Source -
+++

Change the owner of the data folder

On the NFS machine, let’s change the directory owners so later these directories can be mounted by Kubernetes as the storage volumes for the pods running the beacon node and the validator clients.

sudo chown -R 1001:2000 /data # you can pick other user ID and group ID

Prepare the Helm Chart

We understand it is not trivial to learn Kubernetes and create manifests or Helm Charts for staking from scratch, so we’ve already done this for you to help you bootstrap! We uploaded all the manifests in our Github repository eth2xk8s.

We use Helm to manage packages and releases in this guide. You can also use Kubernetes manifests directly. Please see Testing manifests with hostPath and Testing manifests with NFS for details.

Clone this repo.

git clone https://github.com/lumostone/eth2xk8s.git

Change values in prysm/helm/values.yaml.
We recommend checking each field in values.yaml to determine the desired configuration. Fields that need to be changed or verified before installing the chart are the following ones:
- nfs.serverIp: NFS server IP address.
- securityContext.runAsUser: The user ID will be used to run all processes in the container. The user should have the access to the mounted NFS volume.
- securityContext.runAsGroup: The group ID will be used to run all processes in the container. The group should have the access to the mounted NFS volume. We use the group ID to grant limited file access to the processes so it won’t use the root group directly.
- image.versionTag: Prysm client version.
- beacon.dataDirPath: The path to the data directory on the NFS for the beacon node.
- beacon.eth1Endpoints: Ethereum 1.0 node endpoints.
- validatorClients.validatorClient1
  - .dataDirPath: The path to the data directory on the NFS for the validator client.
  - .walletDirPath: The path to the wallet directory on the NFS for the validator client.
  - .walletPassword: The wallet password.

Change values in lighthouse/helm/values.yaml.
We recommend checking each field in values.yaml to determine the desired configuration. Fields that need to be changed or verified before installing the chart are the following ones:
- nfs.serverIp: NFS server IP address.
- securityContext.runAsUser: The user ID will be used to run all processes in the container. The user should have the access to the mounted NFS volume.
- securityContext.runAsGroup: The group ID will be used to run all processes in the container. The group should have the access to the mounted NFS volume. We use the group ID to grant limited file access to the processes so it won’t use the root group directly.
- image.versionTag: Lighthouse client version.
- beacon.dataDirPath: The path to the data directory on the NFS for the beacon node.
- beacon.eth1Endpoints: Ethereum 1.0 node endpoints.
- validatorClients.validatorClient1.dataDirPath: The path to the data directory on the NFS for the validator client.

Change values in teku/helm/values.yaml.
We recommend checking each field in values.yaml to determine the desired configuration. Fields that need to be changed or verified before installing the chart are the following ones:
- nfs.serverIp: NFS server IP address.
- securityContext.runAsUser: The user ID will be used to run all processes in the container. The user should have the access to the mounted NFS volume.
- securityContext.runAsGroup: The group ID will be used to run all processes in the container. The group should have the access to the mounted NFS volume. We use the group ID to grant limited file access to the processes so it won’t use the root group directly.
- image.versionTag: Teku client version.

+++

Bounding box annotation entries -
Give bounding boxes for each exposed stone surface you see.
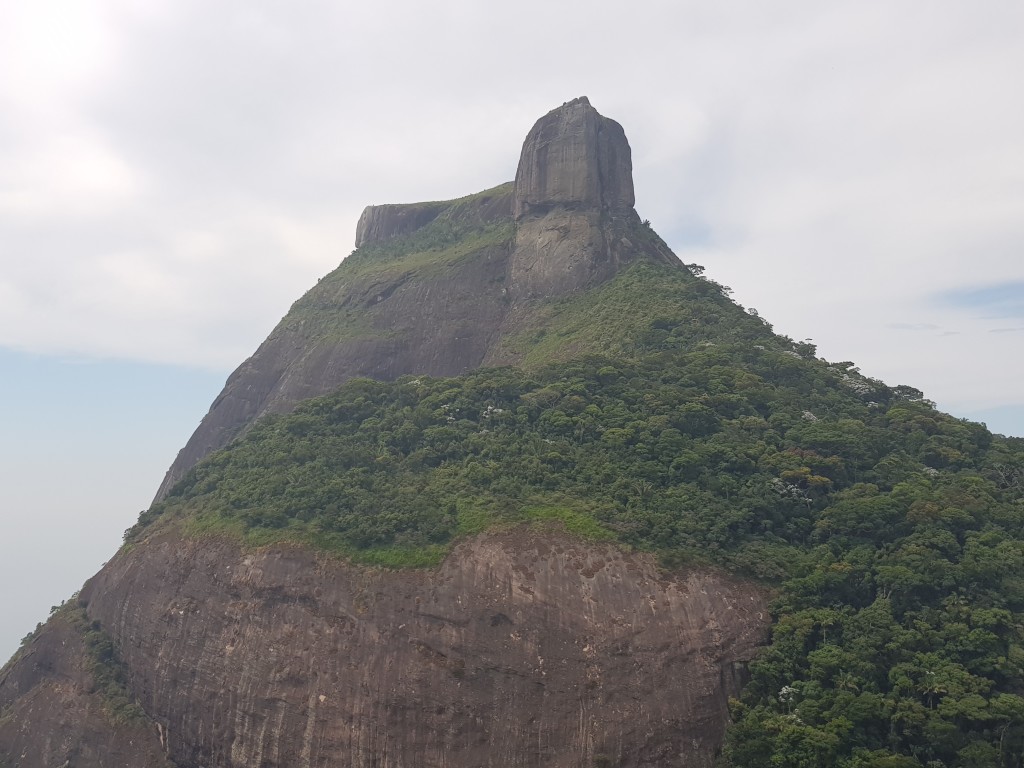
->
[157,98,679,500]
[0,615,170,768]
[59,530,767,768]
[515,96,635,217]
[355,203,449,248]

+++

What is asked -
a. Answer these questions using the Helm chart guide:
(i) Which user ID and group ID does the chown command apply to /data?
(ii) What is the name of the GitHub repository that holds the manifests?
(iii) In teku/helm/values.yaml, what does the field image.versionTag specify?
b. List every field that the Helm chart guide says must be changed or verified in lighthouse/helm/values.yaml before the chart is installed.
c. Transcribe the part of the Helm chart guide that starts at the words "sudo chown -R" and ends after "Clone this repo.".
You will not need the records for any of this work.

Solutions to the tasks -
a.
(i) User ID 1001 and group ID 2000.
(ii) eth2xk8s.
(iii) The Teku client version.

b.
- nfs.serverIp
- securityContext.runAsUser
- securityContext.runAsGroup
- image.versionTag
- beacon.dataDirPath
- beacon.eth1Endpoints
- validatorClients.validatorClient1.dataDirPath

c.
sudo chown -R 1001:2000 /data # you can pick other user ID and group ID

Prepare the Helm Chart

We understand it is not trivial to learn Kubernetes and create manifests or Helm Charts for staking from scratch, so we’ve already done this for you to help you bootstrap! We uploaded all the manifests in our Github repository eth2xk8s.

We use Helm to manage packages and releases in this guide. You can also use Kubernetes manifests directly. Please see Testing manifests with hostPath and Testing manifests with NFS for details.

Clone this repo.